#### Bloco de texto
>>
Segundo reportagem publicada pelo Portal Brasil, é comum, nessa época do ano, que os hospitais recebam grande número de emergências hospitalares de pessoas com problemas respiratórios causados pela fumaça. Além disso, há o transtorno causado pela perda de visibilidade aérea, o que coloca em risco a vida de profissionais da aviação e passageiros. Em 2010, o Centro de Previsão de Tempo e Estudos Climáticos (CPTEC/INPE) publicou Boletim Técnico com o tema “Efeitos da fumaça das queimadas nos aeroportos brasileiros”, em que aponta a gravidade do efeito de perda de visibilidade provocada por partículas em suspensão, comparando-o ao efeito de nevoeiros. Há casos, ilustram os autores do artigo, em que não é possível pousar a aeronave.
<<
#### Sobre a tarefa
Como você reescreveria em forma de lista o parágrafo do texto sobre a fumaça das queimadas que começa com "Segundo reportagem publicada pelo Portal Brasil", mantendo seus fatos principais? Os dados que vêm a seguir não são necessários.

#### Dados fornecidos
>>
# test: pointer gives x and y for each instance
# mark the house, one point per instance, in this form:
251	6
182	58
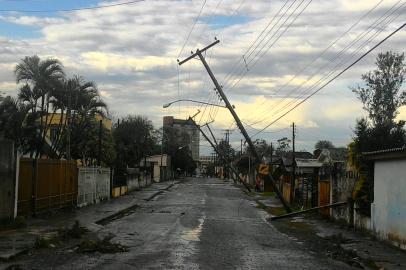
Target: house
161	167
306	171
187	126
388	209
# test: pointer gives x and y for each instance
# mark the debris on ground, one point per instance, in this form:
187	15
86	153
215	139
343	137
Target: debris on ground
76	231
50	240
102	246
14	267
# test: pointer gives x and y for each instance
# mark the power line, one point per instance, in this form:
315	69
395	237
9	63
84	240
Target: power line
277	38
193	26
321	54
327	74
273	43
71	9
332	79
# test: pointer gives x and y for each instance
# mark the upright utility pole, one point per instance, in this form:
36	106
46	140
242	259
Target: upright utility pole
292	181
100	137
235	116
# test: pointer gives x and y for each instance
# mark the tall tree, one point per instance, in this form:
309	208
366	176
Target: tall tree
382	97
41	78
133	137
323	144
283	146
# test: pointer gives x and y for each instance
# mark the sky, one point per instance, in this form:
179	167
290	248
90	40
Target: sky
267	62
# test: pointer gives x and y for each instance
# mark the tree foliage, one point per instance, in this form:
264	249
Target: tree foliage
176	144
133	137
382	97
283	146
323	144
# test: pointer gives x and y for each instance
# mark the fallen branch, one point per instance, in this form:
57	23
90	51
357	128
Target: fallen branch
309	210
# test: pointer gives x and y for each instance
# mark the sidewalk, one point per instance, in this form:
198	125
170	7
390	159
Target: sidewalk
325	237
14	242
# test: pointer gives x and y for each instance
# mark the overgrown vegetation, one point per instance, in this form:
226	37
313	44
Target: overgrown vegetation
55	115
381	97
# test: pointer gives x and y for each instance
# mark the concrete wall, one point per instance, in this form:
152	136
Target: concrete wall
7	180
137	180
93	185
388	210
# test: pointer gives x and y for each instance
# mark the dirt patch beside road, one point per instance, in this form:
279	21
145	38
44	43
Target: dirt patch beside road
330	247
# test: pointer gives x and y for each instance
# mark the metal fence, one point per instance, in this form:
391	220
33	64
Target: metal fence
93	185
46	184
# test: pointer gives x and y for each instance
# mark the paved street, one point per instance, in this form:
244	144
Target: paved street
197	224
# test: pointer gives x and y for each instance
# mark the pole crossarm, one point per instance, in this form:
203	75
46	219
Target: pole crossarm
194	101
198	52
252	148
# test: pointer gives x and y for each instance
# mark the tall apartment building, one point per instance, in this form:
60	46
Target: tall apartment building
189	127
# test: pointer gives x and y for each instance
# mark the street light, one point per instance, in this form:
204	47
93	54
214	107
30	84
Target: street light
166	105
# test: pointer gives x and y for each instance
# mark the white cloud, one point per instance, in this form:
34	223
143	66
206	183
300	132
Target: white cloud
131	51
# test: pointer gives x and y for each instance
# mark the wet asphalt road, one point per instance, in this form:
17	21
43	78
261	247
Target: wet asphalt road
199	224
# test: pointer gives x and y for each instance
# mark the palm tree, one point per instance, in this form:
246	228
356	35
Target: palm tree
13	117
41	78
78	101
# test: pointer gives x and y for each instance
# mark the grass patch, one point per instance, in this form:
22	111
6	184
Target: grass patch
45	241
50	240
76	231
17	223
299	225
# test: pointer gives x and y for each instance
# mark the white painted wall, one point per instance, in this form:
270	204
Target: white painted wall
389	206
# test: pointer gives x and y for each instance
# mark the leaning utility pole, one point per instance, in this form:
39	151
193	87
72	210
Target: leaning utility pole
220	155
292	180
235	116
217	146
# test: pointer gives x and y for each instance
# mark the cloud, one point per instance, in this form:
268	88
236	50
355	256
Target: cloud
131	52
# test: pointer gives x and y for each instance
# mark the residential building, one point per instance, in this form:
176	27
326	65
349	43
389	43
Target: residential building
161	167
189	127
388	209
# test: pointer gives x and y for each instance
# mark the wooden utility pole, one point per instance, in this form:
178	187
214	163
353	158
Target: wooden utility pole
292	181
220	155
100	138
216	144
235	116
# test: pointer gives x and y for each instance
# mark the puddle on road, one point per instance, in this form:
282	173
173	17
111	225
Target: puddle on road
194	234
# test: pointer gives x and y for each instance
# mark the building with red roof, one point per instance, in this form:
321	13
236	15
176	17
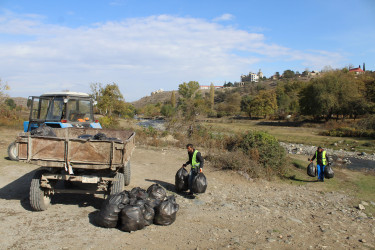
<<
#### Solução escrita
- Segundo o Portal Brasil, nessa época do ano os hospitais costumam receber muitas emergências de pessoas com problemas respiratórios causados pela fumaça.
- A fumaça também reduz a visibilidade aérea, pondo em risco a vida de profissionais da aviação e de passageiros.
- Em 2010, o CPTEC/INPE publicou o Boletim Técnico "Efeitos da fumaça das queimadas nos aeroportos brasileiros".
- O boletim aponta a gravidade da perda de visibilidade provocada por partículas em suspensão e a compara ao efeito de nevoeiros.
- Segundo os autores, há casos em que não é possível pousar a aeronave.